Count the lines in the records below that contain the string "after", and give only the number.

--- Exercise material Enclosed Below ---

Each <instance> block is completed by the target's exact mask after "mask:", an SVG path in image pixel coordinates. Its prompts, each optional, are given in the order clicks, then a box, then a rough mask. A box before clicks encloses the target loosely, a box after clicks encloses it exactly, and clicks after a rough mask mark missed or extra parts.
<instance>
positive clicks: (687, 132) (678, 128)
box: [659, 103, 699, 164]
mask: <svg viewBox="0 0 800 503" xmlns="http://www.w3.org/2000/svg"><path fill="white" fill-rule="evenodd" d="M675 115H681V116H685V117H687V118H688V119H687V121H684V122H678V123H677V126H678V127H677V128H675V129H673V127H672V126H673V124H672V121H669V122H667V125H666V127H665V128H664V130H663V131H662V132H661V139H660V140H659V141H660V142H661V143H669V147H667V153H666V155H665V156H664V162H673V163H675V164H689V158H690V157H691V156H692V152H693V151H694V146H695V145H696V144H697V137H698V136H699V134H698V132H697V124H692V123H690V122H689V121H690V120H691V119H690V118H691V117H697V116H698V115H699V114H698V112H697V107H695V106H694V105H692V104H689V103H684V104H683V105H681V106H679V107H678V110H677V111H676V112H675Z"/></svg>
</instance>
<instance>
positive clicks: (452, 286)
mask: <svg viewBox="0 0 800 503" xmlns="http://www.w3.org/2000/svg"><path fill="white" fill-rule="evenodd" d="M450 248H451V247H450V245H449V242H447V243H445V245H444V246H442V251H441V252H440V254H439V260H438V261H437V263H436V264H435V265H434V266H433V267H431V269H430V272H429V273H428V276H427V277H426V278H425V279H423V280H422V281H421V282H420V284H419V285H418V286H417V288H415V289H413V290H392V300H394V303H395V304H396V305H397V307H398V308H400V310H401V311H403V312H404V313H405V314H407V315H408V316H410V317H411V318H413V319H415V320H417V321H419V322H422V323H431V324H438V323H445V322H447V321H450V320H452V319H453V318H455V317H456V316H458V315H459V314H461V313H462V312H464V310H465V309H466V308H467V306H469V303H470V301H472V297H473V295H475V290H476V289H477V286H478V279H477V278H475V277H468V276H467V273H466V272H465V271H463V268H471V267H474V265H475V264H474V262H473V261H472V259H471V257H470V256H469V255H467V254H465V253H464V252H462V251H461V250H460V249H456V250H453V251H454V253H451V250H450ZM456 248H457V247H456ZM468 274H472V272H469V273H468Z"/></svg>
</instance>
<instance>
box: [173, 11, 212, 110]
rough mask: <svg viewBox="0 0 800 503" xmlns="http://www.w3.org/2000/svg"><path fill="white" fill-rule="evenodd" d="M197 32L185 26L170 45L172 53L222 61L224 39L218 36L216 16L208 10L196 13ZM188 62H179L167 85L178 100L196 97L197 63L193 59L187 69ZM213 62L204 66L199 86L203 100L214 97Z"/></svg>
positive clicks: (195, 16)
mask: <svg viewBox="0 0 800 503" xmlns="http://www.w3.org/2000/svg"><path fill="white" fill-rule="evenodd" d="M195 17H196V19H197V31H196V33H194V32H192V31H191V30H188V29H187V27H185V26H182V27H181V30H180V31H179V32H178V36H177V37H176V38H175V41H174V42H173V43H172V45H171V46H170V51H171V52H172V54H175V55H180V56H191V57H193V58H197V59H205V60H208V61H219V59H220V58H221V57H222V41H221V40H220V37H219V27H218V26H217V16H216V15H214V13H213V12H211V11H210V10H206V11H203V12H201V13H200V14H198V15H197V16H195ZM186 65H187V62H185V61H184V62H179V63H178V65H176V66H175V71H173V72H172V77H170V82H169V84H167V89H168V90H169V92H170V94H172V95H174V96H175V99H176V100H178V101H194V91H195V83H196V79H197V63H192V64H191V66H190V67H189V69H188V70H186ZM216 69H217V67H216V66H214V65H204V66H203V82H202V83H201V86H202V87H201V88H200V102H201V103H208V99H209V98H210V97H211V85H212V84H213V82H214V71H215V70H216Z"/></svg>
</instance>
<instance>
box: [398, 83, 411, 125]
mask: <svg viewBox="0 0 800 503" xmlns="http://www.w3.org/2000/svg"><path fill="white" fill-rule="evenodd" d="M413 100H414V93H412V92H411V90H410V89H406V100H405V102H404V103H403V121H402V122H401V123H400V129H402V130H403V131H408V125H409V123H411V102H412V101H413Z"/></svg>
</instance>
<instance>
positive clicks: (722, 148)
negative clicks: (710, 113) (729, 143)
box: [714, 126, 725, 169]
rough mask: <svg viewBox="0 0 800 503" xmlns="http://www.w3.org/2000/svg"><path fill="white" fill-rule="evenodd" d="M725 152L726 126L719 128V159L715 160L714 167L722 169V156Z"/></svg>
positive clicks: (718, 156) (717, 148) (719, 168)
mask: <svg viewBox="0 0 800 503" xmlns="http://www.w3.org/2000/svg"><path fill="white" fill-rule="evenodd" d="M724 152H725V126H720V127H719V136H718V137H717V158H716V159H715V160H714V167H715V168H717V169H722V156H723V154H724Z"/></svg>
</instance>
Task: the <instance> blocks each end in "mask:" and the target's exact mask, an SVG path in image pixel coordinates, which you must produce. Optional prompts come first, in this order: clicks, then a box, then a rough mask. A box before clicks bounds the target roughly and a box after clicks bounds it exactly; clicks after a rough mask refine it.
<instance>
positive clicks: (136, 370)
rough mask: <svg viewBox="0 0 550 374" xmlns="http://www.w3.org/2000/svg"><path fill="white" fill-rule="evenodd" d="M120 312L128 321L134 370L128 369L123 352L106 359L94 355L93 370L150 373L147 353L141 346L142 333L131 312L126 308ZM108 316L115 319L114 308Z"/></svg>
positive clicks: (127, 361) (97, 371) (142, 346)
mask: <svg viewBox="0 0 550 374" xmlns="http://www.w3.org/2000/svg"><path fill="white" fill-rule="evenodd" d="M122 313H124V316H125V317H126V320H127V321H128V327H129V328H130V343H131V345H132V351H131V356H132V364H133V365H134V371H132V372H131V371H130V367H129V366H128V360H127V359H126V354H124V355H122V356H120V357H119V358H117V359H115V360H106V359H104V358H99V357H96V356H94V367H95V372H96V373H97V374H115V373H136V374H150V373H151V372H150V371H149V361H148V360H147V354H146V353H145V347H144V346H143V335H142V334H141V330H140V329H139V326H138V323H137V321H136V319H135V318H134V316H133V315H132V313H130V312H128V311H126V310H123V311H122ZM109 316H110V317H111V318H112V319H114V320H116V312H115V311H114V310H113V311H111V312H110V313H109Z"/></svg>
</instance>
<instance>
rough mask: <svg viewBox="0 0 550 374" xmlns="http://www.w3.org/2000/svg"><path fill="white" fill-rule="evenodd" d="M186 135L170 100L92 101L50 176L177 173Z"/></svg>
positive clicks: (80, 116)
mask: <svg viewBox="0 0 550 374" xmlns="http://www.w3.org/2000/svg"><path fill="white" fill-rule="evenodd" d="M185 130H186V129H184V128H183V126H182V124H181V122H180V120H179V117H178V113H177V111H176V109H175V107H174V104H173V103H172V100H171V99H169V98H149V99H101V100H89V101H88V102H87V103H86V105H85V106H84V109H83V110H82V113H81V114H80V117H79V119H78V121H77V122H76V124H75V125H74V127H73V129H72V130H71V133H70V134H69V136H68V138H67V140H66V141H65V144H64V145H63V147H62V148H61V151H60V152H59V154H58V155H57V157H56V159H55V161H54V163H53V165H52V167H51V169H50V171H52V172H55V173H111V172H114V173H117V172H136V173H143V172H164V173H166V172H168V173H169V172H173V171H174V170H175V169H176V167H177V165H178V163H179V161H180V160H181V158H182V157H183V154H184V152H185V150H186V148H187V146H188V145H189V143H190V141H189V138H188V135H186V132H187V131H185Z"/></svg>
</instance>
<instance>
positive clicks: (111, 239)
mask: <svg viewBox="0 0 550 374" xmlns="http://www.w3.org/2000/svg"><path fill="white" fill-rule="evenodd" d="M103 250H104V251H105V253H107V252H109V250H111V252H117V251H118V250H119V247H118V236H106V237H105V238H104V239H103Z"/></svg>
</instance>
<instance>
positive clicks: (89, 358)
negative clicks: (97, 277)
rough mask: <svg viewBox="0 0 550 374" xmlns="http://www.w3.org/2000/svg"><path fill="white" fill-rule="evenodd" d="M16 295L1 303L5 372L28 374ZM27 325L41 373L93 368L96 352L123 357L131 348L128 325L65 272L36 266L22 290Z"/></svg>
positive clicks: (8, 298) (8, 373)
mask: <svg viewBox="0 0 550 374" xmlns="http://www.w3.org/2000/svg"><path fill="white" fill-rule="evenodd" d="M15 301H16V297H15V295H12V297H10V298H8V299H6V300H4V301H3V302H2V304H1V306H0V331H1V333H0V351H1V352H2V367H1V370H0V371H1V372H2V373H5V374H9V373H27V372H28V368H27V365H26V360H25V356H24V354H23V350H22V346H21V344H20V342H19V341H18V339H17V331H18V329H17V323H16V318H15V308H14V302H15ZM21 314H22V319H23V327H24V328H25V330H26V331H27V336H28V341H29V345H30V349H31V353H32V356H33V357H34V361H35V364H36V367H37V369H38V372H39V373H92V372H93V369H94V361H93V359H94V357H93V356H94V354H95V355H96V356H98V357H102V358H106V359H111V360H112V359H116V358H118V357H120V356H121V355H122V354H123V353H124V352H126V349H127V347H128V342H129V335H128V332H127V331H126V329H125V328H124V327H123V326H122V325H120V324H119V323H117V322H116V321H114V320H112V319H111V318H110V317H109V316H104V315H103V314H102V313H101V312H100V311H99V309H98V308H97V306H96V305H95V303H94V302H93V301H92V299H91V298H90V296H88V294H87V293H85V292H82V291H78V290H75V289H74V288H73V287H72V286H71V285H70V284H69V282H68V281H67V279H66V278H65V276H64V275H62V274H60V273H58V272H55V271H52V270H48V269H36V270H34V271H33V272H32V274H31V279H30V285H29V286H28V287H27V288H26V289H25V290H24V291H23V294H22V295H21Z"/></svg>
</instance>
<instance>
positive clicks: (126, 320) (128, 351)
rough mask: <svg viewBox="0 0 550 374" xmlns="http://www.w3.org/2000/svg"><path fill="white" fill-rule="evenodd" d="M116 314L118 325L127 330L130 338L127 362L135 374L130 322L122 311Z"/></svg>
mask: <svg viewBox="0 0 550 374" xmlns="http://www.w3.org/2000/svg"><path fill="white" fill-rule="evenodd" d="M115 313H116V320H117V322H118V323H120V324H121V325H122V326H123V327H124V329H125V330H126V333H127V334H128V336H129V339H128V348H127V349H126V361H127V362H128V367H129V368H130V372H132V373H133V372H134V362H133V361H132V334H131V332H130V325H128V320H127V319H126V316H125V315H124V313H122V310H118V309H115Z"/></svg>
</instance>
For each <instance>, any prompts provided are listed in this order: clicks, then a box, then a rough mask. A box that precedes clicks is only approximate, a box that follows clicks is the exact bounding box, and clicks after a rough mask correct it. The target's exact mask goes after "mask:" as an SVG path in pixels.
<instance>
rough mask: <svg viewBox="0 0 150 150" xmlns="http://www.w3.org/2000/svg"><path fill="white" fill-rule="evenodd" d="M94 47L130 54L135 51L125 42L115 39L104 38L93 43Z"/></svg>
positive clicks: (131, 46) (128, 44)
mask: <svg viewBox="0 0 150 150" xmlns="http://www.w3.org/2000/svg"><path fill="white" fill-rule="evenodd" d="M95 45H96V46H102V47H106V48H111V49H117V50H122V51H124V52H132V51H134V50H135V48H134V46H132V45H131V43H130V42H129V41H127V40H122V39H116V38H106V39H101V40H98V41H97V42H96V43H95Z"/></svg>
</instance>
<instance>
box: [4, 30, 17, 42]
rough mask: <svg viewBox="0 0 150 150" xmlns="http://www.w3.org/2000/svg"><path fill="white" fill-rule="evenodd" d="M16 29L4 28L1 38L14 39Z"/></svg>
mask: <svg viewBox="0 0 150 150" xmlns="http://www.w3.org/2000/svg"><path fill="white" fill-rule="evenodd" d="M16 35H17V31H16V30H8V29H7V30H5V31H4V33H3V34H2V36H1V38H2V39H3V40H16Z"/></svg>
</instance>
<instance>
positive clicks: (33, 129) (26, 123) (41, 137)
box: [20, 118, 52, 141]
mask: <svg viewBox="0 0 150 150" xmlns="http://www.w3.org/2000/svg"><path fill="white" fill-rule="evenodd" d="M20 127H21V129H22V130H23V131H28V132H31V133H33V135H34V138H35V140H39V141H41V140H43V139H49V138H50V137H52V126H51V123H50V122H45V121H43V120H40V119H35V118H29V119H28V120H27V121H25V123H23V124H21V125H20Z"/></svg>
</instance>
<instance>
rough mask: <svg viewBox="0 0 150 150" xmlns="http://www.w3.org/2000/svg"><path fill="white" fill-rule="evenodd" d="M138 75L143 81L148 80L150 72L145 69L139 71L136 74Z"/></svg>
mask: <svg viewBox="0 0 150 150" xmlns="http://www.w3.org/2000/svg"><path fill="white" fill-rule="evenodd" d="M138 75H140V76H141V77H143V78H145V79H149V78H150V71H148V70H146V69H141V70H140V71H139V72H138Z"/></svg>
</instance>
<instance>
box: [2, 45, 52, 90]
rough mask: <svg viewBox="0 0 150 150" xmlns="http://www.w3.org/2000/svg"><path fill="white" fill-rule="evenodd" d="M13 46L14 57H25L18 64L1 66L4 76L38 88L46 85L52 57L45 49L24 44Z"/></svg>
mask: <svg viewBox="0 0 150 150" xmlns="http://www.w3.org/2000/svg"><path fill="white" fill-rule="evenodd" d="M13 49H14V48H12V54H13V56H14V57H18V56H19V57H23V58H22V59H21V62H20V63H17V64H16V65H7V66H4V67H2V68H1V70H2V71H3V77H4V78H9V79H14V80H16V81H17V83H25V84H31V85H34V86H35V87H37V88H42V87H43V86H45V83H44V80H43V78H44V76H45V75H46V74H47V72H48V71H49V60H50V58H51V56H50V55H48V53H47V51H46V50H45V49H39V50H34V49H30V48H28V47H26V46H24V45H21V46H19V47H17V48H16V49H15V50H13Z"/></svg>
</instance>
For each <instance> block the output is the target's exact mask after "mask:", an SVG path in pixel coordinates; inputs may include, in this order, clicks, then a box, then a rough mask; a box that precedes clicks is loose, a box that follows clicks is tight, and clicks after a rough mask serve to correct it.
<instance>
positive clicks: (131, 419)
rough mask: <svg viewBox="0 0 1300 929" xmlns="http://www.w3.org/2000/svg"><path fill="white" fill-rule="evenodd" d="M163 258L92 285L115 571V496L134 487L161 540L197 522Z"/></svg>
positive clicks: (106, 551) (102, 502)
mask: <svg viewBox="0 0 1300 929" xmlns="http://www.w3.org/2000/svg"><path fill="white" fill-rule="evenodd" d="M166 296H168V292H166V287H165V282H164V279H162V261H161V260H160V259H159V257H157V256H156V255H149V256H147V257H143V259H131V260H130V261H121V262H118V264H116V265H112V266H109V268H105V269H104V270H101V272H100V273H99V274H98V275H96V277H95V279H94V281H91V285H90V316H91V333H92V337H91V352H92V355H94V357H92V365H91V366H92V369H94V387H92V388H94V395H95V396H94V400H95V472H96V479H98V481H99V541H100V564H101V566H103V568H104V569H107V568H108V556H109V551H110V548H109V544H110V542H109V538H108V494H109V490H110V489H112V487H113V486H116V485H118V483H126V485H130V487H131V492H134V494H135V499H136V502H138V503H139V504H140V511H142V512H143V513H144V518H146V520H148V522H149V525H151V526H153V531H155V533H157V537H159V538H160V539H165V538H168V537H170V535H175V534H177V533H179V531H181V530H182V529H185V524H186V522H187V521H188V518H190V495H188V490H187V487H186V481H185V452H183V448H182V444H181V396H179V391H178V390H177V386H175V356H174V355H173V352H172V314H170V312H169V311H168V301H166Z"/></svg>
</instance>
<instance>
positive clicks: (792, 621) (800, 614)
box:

--- End of Enclosed Exercise material ---

» **Written answer**
4